---------- Data entries ----------

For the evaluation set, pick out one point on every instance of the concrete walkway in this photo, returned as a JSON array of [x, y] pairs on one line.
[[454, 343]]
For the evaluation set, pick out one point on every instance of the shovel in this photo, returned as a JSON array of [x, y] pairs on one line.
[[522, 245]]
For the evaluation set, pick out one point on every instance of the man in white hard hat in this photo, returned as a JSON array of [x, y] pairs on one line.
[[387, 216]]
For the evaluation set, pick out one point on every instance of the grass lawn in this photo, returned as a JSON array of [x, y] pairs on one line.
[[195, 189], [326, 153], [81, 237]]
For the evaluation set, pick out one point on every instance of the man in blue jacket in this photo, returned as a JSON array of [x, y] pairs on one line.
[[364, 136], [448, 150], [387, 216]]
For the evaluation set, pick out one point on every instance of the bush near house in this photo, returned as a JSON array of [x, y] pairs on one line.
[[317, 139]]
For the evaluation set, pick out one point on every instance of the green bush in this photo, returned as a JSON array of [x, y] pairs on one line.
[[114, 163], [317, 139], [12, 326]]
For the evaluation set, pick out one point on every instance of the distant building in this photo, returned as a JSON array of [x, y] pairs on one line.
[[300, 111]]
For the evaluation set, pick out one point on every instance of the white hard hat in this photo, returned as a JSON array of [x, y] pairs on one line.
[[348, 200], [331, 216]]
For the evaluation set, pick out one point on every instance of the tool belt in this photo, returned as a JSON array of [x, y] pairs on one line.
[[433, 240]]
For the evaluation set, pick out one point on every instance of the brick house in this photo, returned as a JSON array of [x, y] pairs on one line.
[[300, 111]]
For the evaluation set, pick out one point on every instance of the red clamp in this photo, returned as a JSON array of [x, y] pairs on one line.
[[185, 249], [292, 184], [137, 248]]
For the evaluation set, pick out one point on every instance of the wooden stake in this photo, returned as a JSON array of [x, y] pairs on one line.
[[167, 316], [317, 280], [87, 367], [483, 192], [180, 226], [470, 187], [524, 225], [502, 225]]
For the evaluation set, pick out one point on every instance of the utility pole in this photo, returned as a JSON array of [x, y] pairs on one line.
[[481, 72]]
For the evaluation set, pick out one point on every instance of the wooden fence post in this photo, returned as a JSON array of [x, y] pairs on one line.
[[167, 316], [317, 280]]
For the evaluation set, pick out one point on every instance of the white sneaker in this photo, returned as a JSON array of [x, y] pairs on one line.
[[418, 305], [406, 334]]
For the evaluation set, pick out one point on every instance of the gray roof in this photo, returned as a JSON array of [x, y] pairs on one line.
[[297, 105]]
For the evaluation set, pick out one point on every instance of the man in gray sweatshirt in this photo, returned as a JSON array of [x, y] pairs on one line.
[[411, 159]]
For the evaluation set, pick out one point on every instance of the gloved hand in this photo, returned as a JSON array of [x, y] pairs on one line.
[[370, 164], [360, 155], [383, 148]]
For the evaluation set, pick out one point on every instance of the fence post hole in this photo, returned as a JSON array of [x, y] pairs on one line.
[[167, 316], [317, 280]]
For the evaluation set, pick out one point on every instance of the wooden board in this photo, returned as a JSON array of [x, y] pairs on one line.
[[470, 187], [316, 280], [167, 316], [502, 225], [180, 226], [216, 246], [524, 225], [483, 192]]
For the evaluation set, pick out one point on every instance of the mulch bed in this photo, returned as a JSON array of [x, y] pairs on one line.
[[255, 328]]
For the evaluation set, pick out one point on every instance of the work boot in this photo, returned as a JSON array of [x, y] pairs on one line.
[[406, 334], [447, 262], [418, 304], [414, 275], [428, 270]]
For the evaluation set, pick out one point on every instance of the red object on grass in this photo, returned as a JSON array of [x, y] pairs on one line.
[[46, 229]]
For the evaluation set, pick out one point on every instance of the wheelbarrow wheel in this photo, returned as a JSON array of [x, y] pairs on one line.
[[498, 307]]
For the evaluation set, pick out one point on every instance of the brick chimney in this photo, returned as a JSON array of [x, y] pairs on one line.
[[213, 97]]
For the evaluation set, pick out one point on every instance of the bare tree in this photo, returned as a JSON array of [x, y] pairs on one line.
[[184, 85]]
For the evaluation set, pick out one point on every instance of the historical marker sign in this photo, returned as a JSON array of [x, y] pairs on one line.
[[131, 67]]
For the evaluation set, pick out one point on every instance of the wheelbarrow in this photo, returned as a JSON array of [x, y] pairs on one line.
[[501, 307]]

----------

*The task*
Format all of the records above as a Markdown table with two columns, Row and Line. Give each non-blank line its own row with a row number, and leave out the blank lines.

*Solution*
| Row | Line |
|---|---|
| 1 | For the evaluation set, pick out one point on every instance of the concrete walkway in this photo, returned as a JSON array of [x, y] pairs on one line. |
| 2 | [[454, 343]] |
| 3 | For the evaluation set, pick out one point on every instance of the shovel in this photo, returned as a JSON array of [x, y] pairs on one line. |
| 4 | [[522, 245]] |
| 5 | For the evaluation set, pick out one point on every instance of the man in white hard hat in this photo, returned as a JSON array of [x, y] pairs on one line. |
| 6 | [[387, 216]] |
| 7 | For the evaluation set, pick out one point on every instance of the grass lawn in this photo, returned as a JSON array of [x, y] pairs on one line. |
| 8 | [[195, 189], [326, 153], [81, 237]] |
| 9 | For the evaluation set, pick out one point on every instance of the man in blue jacket in this photo, returned as a JSON array of [x, y] pairs on one line. |
| 10 | [[364, 136], [448, 150], [387, 216]] |
| 11 | For the evaluation set, pick out one point on every instance of the bush near house in this photo, returned as a JSON array of [x, y] pairs on one line. |
| 12 | [[317, 139]] |
| 13 | For the evaluation set, pick out one point on every instance of the green bush in this photo, returned as a JSON array of [x, y] pairs on one line. |
| 14 | [[114, 163], [317, 139], [12, 326]] |
| 15 | For the evaluation set, pick out one point on every instance of the distant building in this photo, returned as a JSON array of [x, y] pairs on one line. |
| 16 | [[300, 111]] |
| 17 | For the evaluation set, pick out one point on every instance of the white hard hat in this photo, returned as a JSON array of [x, y] pairs on one line. |
| 18 | [[348, 200], [331, 216]] |
| 19 | For the evaluation set, pick out one point on every instance of the tool belt in this photo, returned as a JSON array of [x, y] pairs on one line. |
| 20 | [[433, 240]] |
| 21 | For the evaluation set, pick out one point on every instance of the brick house in this photo, returned as a JSON array of [x, y] pairs on one line. |
| 22 | [[300, 111]] |
| 23 | For the evaluation set, pick out one point on every instance of the red clamp in this photo, returned as a JSON array of [x, y] pairs on one line. |
| 24 | [[185, 249], [292, 184], [137, 248]] |
| 25 | For the evaluation set, pick out one point on every instance of the wooden stake in this photo, returned as a JSON array of [x, y] pairs on one line. |
| 26 | [[167, 316], [317, 280], [87, 367], [483, 192], [180, 226], [470, 187], [524, 225], [502, 225]] |
| 27 | For the evaluation set, pick out one point on every instance of the utility pole in this photo, returned as a JSON array of [x, y] pairs on one line. |
| 28 | [[481, 72]] |
| 29 | For the evaluation set, pick out one point on every instance of the wooden fence post in this photo, returned as a JSON array of [x, y] pairs on one line. |
| 30 | [[167, 316], [317, 280]] |
| 31 | For the evaluation set, pick out one point on every instance of the white sneaker in this photo, returned as a JSON array of [x, y] pairs on one line. |
| 32 | [[418, 305], [406, 334]] |
| 33 | For the evaluation set, pick out one point on every instance of the gray roof in this photo, returned as a JSON array of [x, y] pairs on one line. |
| 34 | [[297, 105]] |
| 35 | For the evaluation set, pick out one point on every instance of the man in gray sweatshirt in this photo, returned as a JSON array of [x, y] pairs on one line. |
| 36 | [[411, 159]] |
| 37 | For the evaluation set, pick out one point on every instance of the gloved hand in this photo, returned as a JSON array of [x, y] pairs on one line. |
| 38 | [[370, 164], [360, 155], [383, 148]] |
| 39 | For the evaluation set, pick out one point on every instance of the fence post hole in this photo, returned as a JSON array of [x, y] pairs on one line. |
| 40 | [[167, 316], [317, 280]] |
| 41 | For the evaluation set, pick out one point on every instance of the wooden board in this photo, returned as a JSON array of [x, y] pairs on one line. |
| 42 | [[470, 187], [316, 280], [167, 316], [502, 225], [180, 226], [216, 246], [524, 225], [483, 192]] |
| 43 | For the evaluation set, pick out one point on every instance of the mulch bed in this photo, returned as a JSON array of [x, y] pairs on one line. |
| 44 | [[255, 328]] |
| 45 | For the evaluation set, pick out one point on every instance of the work boot in this photo, returned as a JSON array of [x, y] pairs on one line. |
| 46 | [[406, 334], [447, 262], [418, 304], [414, 275], [428, 270]] |
| 47 | For the evaluation set, pick out one point on every instance of the red object on grass in this photo, returned as a JSON array of [x, y] pairs on one line. |
| 48 | [[46, 229]] |
| 49 | For the evaluation set, pick out one point on every instance of the wheelbarrow wheel in this photo, returned as a JSON array of [x, y] pairs on one line. |
| 50 | [[498, 307]] |
| 51 | For the evaluation set, pick out one point on every instance of the brick chimney in this photo, returned as a JSON array of [x, y] pairs on one line. |
| 52 | [[213, 97]] |
| 53 | For the evaluation set, pick out one point on every instance of the bare tree in this photo, returned as a JSON array of [x, y] pairs on one line. |
| 54 | [[184, 85]] |
| 55 | For the evaluation set, pick out one point on every instance of the historical marker sign in this photo, returned as a JSON array of [x, y] pairs on one line. |
| 56 | [[131, 67]] |
| 57 | For the evaluation set, pick out one point on every instance of the wheelbarrow in this photo, returned as a JSON array of [x, y] pairs on one line. |
| 58 | [[501, 307]] |